Exercise objective: Convert the items below into a JSON list of strings, with one string for each line and no entries for blank lines.

Items drawn from a data source:
--- BEGIN ---
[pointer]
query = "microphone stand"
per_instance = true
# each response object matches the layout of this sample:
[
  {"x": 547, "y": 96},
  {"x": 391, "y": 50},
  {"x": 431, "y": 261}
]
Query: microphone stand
--- END ---
Correct output:
[
  "[pointer]",
  "query = \"microphone stand\"",
  "per_instance = true",
  "# each response object matches the layout of this sample:",
  "[",
  "  {\"x\": 547, \"y\": 96},",
  "  {\"x\": 391, \"y\": 50},",
  "  {\"x\": 431, \"y\": 261}",
  "]",
  "Query: microphone stand"
]